***** Aangeleverde items

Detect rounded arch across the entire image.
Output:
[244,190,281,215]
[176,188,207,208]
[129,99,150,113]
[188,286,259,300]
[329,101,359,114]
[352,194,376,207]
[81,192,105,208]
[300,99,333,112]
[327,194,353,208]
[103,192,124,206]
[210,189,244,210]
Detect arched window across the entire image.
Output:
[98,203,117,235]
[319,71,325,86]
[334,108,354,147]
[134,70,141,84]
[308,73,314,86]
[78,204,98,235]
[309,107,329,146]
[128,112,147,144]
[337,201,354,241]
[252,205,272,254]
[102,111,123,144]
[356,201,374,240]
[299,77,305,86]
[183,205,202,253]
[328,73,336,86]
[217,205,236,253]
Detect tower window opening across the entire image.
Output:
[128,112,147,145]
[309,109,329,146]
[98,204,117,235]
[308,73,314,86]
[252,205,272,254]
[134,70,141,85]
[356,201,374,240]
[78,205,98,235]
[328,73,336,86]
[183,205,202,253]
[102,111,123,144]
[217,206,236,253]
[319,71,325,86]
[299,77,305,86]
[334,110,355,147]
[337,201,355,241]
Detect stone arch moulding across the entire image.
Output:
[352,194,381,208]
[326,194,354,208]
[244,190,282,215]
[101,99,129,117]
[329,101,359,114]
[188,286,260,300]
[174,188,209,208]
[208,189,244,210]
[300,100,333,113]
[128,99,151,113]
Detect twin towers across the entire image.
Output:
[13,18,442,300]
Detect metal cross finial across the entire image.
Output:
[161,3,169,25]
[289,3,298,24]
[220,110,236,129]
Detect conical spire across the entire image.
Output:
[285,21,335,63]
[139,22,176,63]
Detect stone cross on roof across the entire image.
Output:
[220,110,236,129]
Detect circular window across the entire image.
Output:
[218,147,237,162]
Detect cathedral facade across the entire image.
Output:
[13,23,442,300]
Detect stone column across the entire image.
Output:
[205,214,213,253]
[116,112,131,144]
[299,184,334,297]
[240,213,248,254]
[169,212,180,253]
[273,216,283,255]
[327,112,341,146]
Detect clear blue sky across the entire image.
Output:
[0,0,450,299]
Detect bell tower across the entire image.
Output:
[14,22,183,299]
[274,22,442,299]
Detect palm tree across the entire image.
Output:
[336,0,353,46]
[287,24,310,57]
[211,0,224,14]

**********
***** Aangeleverde items

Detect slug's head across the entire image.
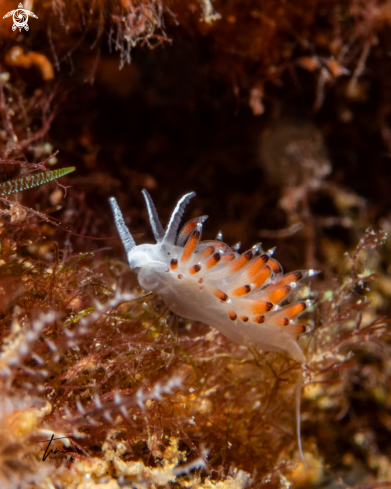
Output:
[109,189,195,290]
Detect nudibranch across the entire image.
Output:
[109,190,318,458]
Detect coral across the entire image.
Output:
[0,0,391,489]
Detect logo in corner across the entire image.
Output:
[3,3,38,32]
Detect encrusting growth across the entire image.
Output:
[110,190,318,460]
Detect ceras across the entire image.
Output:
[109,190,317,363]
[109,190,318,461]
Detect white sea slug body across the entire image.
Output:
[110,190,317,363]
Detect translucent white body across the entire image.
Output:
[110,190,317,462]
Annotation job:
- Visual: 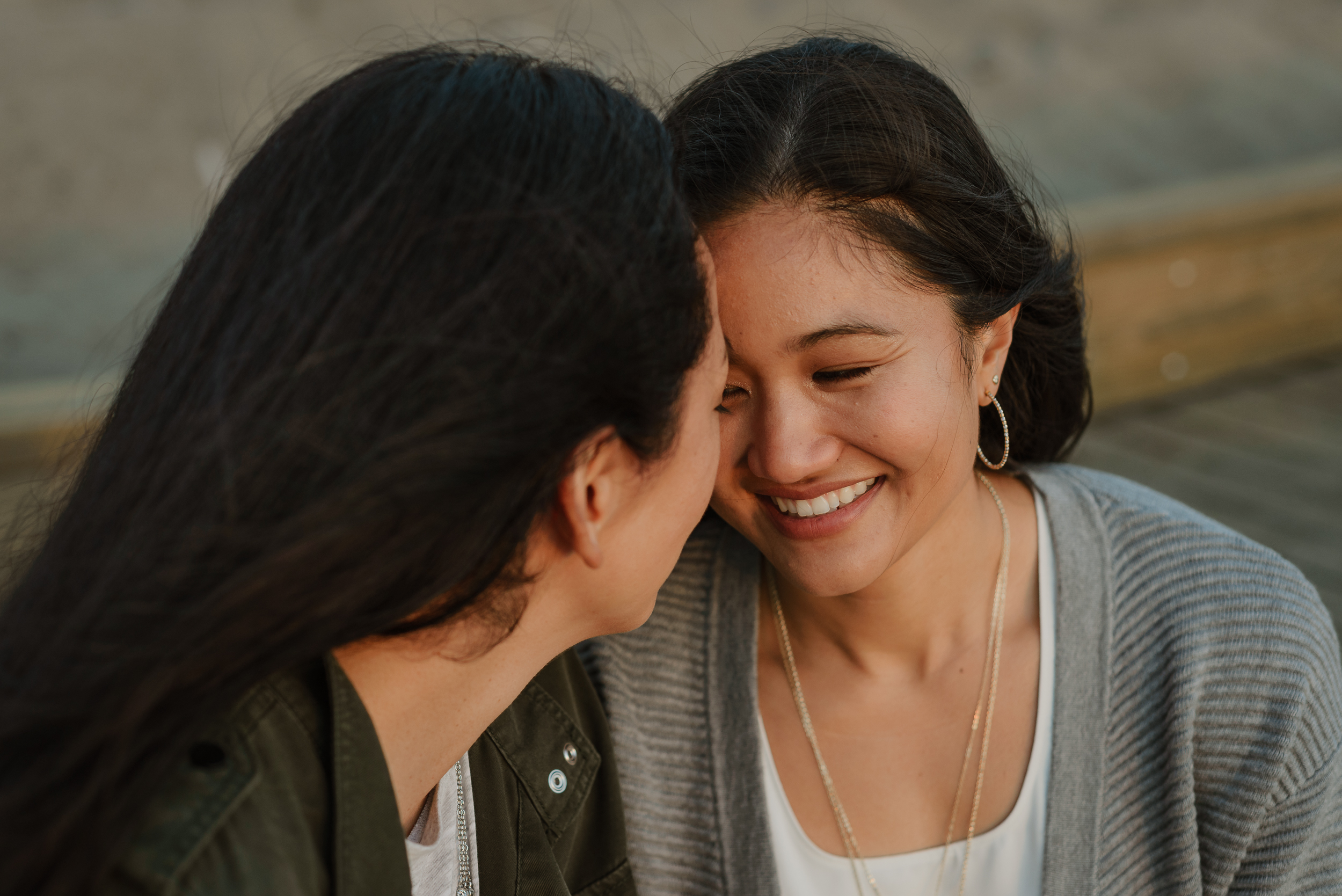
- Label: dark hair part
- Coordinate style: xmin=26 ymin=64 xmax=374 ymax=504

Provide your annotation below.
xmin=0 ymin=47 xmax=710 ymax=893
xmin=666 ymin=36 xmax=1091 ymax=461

**********

[Taakomschrijving]
Haal uit de items hierboven elke regel die het woord "xmax" bevat en schrijf die regels over.

[Antwoord]
- Coordinate style: xmin=26 ymin=64 xmax=374 ymax=504
xmin=0 ymin=47 xmax=710 ymax=893
xmin=666 ymin=36 xmax=1091 ymax=461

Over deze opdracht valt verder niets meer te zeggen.